■ Available data:
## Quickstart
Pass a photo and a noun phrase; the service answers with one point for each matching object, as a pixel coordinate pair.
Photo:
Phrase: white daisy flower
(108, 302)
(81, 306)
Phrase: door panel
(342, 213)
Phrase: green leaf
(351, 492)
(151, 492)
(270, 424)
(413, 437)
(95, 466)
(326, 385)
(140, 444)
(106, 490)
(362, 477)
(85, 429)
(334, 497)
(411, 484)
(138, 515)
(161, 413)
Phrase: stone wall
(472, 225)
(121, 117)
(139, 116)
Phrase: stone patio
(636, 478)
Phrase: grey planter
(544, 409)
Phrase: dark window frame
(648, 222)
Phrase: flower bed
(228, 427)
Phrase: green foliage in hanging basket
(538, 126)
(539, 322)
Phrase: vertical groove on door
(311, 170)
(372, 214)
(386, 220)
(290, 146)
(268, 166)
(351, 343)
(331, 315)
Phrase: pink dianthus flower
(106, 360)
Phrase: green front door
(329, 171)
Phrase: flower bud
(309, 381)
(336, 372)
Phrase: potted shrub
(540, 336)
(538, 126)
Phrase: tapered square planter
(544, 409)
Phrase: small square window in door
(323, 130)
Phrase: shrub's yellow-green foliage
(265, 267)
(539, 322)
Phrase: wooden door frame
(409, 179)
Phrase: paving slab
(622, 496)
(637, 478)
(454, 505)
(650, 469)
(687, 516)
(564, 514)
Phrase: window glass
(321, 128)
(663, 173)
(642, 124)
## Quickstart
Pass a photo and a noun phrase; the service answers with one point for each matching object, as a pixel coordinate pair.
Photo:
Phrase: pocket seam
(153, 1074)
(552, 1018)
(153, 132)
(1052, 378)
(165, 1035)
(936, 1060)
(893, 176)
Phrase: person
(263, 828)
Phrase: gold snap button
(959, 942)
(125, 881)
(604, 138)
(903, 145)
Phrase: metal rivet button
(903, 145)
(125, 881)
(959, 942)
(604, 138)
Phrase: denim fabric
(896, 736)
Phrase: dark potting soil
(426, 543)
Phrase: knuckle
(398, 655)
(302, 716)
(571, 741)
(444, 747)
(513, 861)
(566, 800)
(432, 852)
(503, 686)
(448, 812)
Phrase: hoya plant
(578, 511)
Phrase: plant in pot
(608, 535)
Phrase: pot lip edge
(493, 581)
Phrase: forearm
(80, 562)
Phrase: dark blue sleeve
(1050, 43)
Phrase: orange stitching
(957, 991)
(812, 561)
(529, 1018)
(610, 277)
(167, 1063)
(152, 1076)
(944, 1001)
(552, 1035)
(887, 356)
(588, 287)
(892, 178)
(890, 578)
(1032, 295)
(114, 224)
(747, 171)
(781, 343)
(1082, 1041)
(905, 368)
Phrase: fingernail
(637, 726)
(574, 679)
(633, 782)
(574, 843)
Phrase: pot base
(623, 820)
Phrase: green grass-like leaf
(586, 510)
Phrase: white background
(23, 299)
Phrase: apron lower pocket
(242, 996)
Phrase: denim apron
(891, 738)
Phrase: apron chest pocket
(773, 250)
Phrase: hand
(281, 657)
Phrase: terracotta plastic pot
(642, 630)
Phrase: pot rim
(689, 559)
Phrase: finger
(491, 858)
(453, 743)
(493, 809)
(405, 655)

■ Exercise: Rewrite the records as a numbered list, from the line that contains "Phrase: green grass-like leaf" through the last line of the records, both included, and omit any blank lines.

■ Output for this task:
1. Phrase: green grass-like leaf
2. (586, 510)
3. Phrase: white background
4. (23, 299)
5. Phrase: apron lower pocket
6. (242, 996)
7. Phrase: denim apron
8. (891, 738)
9. Phrase: apron chest pocket
10. (773, 250)
11. Phrase: hand
12. (281, 657)
13. Phrase: terracotta plastic pot
14. (642, 630)
15. Phrase: pot rim
16. (689, 559)
17. Phrase: finger
18. (491, 858)
19. (453, 743)
20. (493, 809)
21. (405, 655)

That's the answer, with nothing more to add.